To do - Reproduce the lines from the one containing "Keypoint placement: for each instance of the forked" through the one containing "[(305, 347)]", swapping "largest disc" for "biggest circle" and leaving everything else unchanged.

======== Input records

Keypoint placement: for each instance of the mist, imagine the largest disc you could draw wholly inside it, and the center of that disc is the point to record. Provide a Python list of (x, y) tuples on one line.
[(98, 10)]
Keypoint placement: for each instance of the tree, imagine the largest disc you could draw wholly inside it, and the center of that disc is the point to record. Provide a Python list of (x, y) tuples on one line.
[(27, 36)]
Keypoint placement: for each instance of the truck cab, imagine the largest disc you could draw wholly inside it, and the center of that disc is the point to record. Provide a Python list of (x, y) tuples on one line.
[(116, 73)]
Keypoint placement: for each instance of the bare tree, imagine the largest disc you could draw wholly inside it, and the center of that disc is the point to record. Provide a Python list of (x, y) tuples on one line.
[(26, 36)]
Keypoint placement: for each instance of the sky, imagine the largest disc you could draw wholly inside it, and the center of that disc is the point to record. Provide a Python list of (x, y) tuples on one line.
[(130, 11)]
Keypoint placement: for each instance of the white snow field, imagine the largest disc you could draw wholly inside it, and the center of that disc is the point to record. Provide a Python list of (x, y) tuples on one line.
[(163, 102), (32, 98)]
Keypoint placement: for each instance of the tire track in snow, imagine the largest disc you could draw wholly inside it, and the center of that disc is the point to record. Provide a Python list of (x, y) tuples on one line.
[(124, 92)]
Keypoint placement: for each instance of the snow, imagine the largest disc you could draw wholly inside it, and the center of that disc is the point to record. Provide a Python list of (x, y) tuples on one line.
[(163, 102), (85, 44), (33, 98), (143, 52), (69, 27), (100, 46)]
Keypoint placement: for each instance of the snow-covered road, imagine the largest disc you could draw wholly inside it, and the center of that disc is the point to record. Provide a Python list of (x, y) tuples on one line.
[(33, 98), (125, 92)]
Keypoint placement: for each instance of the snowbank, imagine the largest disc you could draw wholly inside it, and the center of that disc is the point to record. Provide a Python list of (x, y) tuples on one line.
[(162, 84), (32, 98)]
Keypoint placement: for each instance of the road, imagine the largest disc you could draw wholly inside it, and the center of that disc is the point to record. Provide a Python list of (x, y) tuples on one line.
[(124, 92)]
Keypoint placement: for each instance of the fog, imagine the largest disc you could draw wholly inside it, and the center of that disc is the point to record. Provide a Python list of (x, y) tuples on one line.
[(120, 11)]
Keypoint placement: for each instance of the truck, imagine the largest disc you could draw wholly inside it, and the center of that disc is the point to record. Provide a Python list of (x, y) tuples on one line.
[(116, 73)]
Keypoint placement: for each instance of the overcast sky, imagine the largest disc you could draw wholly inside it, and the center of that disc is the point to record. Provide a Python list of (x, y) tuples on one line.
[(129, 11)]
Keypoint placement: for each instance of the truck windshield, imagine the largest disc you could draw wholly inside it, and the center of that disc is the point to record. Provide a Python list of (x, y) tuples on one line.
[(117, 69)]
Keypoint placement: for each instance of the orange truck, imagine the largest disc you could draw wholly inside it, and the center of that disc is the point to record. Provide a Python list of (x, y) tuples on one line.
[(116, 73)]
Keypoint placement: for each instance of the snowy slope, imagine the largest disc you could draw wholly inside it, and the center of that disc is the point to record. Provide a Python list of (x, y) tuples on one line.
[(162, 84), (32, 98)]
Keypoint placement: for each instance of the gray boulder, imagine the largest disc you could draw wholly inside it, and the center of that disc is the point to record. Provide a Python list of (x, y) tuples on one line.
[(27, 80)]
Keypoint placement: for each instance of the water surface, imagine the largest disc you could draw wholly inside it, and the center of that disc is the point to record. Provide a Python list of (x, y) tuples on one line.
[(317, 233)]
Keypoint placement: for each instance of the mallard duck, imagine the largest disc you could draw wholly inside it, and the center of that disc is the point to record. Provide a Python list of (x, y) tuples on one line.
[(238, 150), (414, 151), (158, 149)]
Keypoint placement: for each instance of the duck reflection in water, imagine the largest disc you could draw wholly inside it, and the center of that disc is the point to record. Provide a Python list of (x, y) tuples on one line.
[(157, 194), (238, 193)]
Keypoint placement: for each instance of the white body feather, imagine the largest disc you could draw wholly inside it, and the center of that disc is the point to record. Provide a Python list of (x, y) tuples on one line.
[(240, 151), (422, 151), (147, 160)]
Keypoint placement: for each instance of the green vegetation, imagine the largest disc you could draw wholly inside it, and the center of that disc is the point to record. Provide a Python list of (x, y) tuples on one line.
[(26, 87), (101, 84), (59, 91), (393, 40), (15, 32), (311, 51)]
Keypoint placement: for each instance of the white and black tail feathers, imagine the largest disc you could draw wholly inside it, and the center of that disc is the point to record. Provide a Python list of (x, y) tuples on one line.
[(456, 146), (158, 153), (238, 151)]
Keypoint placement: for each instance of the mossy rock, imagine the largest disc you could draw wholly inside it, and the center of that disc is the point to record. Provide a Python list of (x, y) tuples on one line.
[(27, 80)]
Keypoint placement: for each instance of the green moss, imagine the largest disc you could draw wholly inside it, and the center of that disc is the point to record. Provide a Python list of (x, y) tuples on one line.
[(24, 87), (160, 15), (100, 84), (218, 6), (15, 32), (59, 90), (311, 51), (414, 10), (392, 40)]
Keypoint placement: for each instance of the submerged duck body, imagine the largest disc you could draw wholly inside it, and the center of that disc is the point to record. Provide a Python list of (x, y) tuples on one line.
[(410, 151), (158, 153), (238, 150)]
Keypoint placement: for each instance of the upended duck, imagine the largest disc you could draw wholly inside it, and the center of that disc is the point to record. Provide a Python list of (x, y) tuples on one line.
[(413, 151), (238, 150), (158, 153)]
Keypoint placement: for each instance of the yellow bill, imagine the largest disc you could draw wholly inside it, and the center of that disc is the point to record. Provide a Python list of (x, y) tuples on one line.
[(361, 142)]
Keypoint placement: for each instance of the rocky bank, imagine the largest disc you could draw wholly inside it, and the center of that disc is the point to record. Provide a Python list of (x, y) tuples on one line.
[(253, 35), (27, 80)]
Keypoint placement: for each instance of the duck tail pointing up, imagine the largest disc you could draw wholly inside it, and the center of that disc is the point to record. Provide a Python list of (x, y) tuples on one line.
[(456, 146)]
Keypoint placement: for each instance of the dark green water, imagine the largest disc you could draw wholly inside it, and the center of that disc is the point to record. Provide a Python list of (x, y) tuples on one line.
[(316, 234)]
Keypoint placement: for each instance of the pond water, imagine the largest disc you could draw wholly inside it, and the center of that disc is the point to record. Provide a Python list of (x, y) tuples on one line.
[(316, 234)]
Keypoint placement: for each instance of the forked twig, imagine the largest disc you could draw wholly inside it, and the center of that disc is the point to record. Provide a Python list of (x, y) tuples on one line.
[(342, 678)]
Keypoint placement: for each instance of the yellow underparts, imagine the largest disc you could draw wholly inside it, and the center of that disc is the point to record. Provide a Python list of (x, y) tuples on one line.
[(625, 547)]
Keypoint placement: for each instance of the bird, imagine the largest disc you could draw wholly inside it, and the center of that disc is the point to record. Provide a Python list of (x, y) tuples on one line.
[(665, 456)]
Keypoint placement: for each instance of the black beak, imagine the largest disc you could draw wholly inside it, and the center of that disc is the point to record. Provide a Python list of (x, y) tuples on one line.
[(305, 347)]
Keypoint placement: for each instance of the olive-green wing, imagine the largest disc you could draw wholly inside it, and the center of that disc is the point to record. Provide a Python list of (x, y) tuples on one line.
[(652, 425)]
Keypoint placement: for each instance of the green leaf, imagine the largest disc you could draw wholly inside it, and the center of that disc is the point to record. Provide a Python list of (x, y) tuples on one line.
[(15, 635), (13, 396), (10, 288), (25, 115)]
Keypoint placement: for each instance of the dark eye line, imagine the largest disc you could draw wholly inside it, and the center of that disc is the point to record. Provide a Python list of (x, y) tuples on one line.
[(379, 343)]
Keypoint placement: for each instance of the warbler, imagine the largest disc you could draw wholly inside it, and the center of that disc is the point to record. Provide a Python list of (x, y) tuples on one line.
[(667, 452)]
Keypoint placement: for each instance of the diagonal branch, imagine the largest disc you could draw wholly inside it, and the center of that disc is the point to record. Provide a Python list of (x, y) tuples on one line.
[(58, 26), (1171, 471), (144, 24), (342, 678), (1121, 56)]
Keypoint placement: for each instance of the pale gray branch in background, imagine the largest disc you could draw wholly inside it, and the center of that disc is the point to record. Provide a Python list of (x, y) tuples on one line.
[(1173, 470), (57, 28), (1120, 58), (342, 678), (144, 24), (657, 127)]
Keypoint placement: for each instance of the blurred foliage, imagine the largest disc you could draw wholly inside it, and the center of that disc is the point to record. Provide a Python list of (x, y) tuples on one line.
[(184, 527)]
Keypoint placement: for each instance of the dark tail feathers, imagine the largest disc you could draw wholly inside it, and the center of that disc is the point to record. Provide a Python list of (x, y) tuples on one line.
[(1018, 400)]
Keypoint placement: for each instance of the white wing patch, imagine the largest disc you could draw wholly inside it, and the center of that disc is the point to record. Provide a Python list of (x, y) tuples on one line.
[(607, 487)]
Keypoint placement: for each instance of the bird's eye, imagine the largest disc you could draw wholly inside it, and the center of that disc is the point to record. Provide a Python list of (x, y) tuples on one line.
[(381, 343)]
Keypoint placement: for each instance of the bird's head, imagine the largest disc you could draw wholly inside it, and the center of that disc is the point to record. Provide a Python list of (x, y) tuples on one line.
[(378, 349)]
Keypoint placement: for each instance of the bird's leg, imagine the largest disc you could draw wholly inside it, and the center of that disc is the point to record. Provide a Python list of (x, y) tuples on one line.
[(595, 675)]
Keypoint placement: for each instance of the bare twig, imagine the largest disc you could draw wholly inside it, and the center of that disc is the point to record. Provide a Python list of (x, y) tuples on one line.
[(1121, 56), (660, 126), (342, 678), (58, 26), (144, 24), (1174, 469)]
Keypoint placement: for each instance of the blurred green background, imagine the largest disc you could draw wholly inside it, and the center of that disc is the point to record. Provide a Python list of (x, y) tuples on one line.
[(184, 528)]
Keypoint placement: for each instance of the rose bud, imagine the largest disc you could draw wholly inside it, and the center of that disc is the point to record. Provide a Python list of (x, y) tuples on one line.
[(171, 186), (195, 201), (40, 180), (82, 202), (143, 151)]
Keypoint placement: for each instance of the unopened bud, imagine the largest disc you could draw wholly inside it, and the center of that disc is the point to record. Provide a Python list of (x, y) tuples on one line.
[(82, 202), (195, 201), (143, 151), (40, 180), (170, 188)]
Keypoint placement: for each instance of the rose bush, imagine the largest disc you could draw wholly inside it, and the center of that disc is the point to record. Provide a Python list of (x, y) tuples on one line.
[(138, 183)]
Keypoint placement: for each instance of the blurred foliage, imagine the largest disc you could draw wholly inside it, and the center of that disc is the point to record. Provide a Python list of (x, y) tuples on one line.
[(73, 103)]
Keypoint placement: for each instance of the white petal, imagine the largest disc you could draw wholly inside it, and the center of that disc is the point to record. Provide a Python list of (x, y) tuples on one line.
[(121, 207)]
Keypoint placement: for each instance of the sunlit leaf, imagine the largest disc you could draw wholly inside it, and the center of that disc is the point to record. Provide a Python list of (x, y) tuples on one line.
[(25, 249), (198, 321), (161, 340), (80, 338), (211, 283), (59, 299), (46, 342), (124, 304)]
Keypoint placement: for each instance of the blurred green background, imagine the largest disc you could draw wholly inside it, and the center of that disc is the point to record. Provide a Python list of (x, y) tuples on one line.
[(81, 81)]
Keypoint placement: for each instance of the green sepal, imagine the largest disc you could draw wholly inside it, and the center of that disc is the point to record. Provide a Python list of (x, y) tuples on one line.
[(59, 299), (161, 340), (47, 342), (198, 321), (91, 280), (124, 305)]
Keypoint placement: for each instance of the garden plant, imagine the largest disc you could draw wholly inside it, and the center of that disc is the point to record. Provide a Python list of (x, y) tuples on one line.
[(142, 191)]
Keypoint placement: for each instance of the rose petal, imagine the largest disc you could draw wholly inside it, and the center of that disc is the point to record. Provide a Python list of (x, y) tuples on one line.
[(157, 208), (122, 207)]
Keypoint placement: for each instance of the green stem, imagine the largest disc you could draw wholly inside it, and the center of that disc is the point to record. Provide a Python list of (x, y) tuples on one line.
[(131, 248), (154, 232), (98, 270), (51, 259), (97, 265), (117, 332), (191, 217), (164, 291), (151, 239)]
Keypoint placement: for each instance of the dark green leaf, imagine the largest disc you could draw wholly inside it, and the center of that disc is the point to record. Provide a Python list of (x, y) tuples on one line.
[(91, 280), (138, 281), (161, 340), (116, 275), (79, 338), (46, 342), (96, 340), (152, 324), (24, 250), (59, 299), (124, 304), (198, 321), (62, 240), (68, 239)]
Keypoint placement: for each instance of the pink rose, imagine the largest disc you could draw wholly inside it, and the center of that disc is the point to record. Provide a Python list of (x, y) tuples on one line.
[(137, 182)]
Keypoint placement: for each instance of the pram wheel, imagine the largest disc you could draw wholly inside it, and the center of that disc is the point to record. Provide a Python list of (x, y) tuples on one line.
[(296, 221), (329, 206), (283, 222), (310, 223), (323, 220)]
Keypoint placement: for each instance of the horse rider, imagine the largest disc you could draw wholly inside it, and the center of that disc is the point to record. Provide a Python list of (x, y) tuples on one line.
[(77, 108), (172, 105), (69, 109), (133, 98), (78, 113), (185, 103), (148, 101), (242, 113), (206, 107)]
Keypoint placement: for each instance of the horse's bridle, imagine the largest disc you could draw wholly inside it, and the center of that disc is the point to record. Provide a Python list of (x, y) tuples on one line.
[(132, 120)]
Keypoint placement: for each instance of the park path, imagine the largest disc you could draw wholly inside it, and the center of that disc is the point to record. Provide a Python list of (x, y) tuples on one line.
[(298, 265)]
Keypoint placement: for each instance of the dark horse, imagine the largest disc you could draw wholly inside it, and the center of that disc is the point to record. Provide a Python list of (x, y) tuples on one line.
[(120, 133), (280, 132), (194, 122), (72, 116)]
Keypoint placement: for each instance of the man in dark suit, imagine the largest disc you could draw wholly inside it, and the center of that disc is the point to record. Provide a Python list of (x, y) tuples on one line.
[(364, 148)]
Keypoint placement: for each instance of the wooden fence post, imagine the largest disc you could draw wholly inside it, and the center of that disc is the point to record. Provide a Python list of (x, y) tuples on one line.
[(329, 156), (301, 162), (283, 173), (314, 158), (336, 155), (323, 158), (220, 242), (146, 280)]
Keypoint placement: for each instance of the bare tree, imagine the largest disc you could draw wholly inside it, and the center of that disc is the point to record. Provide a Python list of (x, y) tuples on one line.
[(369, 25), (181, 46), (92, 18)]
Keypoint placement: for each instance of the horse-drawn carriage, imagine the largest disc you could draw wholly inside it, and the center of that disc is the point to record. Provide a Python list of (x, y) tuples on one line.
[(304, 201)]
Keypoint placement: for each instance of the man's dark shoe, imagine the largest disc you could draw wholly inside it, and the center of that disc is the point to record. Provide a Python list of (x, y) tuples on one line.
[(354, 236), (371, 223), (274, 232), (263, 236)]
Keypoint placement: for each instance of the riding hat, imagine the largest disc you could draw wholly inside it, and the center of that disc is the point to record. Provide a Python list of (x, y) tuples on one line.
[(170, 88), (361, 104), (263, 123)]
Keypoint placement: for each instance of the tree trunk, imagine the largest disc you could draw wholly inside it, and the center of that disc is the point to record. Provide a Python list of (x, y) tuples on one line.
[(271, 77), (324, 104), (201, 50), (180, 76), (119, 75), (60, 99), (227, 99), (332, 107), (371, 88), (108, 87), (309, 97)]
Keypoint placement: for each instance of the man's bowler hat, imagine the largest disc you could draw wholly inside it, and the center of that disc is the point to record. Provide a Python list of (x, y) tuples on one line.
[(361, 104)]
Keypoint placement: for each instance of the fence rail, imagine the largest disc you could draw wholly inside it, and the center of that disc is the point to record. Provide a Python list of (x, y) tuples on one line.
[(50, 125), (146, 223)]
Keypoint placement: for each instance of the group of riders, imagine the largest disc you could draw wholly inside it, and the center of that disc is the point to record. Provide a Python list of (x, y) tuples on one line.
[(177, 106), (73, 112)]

================

Response for this exercise -
Keypoint placement: for each instance of the forked twig, imagine the biggest circle you could draw wholly inside it, and the center of that disc is the point to record. Provide a Python list of (x, y) tuples on one line.
[(342, 678)]
Keypoint placement: for each instance of the yellow underparts, imagine the biggest circle you could draw wholly inside it, and the center of that disc is the point to record. Provide a Python list of (x, y) tuples on one line.
[(625, 547)]
Keypoint placement: for each instance of the bird, imagine the biggest circle you could draw wholly inside it, and the center of that disc is the point to record. Provide a Python list of (x, y) tuples on one line.
[(665, 456)]
Keypoint placement: for each instance of the black beak, imagine the biggest circle you could draw wholly inside it, and the center of that disc is the point to record. Provide a Python list of (x, y) tuples on one line.
[(305, 347)]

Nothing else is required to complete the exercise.